** Start MATERIAL SHOWN **
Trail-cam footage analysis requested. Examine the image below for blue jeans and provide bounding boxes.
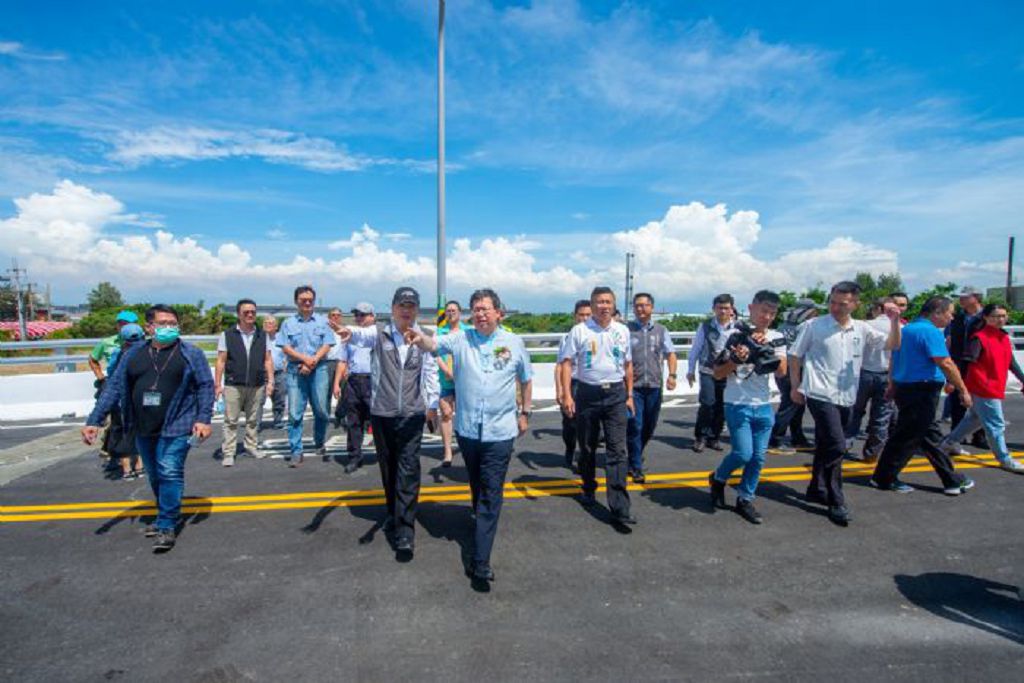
[456,434,515,567]
[135,436,188,531]
[626,387,662,472]
[288,362,328,457]
[945,395,1010,463]
[715,403,775,501]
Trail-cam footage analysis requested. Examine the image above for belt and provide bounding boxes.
[580,380,625,391]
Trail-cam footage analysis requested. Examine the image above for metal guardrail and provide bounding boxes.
[8,325,1024,373]
[0,332,695,372]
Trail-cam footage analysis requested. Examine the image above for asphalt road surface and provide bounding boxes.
[0,397,1024,682]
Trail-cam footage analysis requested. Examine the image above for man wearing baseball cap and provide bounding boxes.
[945,287,988,453]
[89,310,138,466]
[338,287,439,562]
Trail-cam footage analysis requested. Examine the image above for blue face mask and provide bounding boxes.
[154,327,180,344]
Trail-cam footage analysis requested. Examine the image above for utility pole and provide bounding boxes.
[1007,236,1016,310]
[623,252,637,321]
[437,0,446,323]
[6,258,29,341]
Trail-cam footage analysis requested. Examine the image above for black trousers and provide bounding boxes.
[771,375,807,445]
[562,380,580,453]
[456,434,515,567]
[693,372,725,441]
[874,382,964,488]
[575,382,630,516]
[346,374,371,459]
[371,415,426,540]
[807,398,853,505]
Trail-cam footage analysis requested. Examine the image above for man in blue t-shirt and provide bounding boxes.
[868,297,974,496]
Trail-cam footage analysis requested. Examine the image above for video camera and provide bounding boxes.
[722,322,785,375]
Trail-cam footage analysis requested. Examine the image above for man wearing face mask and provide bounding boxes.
[82,304,213,552]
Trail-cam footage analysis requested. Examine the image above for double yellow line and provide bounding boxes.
[0,454,998,523]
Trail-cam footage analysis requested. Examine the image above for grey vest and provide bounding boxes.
[370,324,427,418]
[700,318,734,371]
[629,321,668,388]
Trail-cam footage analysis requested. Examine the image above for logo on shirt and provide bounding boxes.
[494,346,512,370]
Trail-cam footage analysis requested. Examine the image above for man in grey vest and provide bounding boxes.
[626,292,677,483]
[686,294,736,453]
[338,287,440,561]
[214,299,273,467]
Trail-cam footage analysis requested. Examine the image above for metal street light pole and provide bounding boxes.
[437,0,446,316]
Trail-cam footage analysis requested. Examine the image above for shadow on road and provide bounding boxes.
** End MATERIAL SHOWN **
* [DESCRIPTION OF THE TASK]: Write out again, requests included, every line of the listing between the lines holding "belt and provide bounding boxes." and "[494,346,512,370]", inclusive, scaling each bounding box coordinate in the answers by 0.9 and rounding to a whole number, with halves rounded up. Give only those lines.

* [ANSWER]:
Trail-cam footage analysis requested. Examine the image above for belt and provide bounding boxes.
[522,342,563,352]
Trail-cam footage analysis requested. Examine the image above for metal guardrail and provide bounding boxes.
[7,293,922,336]
[0,299,626,335]
Trail-cam footage analysis requested. Examine the image above for asphalt road surface and provide bounding boxes.
[0,357,922,614]
Trail-cam footage analysis requested. Examine the image above for man wearing baseball cap and provide bounding boxes.
[851,258,889,408]
[80,279,124,419]
[304,258,395,506]
Trail-cam footage analysis requested. Examine the image above for blue face mask and provide bounding boxes.
[139,294,162,310]
Trail-cam footage analysis requested. Examine the image above for utility pole and provide bounding boxes.
[906,212,914,279]
[561,227,573,289]
[393,0,401,291]
[5,232,26,307]
Trail-cam footage analysis requested. Examine the image above for black trousers and provide bounding boxes.
[694,338,726,401]
[506,342,522,408]
[410,391,464,510]
[624,335,653,397]
[787,344,868,439]
[518,344,567,464]
[311,337,334,413]
[334,374,383,486]
[726,358,768,455]
Trail-cam footage analysis requested. Examine the image above for man in blue t-shirt and provide bounding boxes.
[781,267,877,446]
Trail-cam footage analysis requested. Examine the image above for video camera and provide bounding boxes.
[650,290,707,338]
Trail-cam footage analysis requested. Examine the image above for man wearing face mask and provide bounding boxes.
[74,274,192,497]
Trail-cam footage analysis requested. Examine the image above for double yellow line and provide bounding boxes.
[0,409,898,471]
Trail-cam footage analysis requested. Examine the image above for grey vest and provide bounding boxes.
[333,292,384,376]
[630,286,661,334]
[566,289,601,349]
Trail-cam footage analysis requested. Examine the image above for logo on shirt and provide bounding boxes.
[445,311,461,333]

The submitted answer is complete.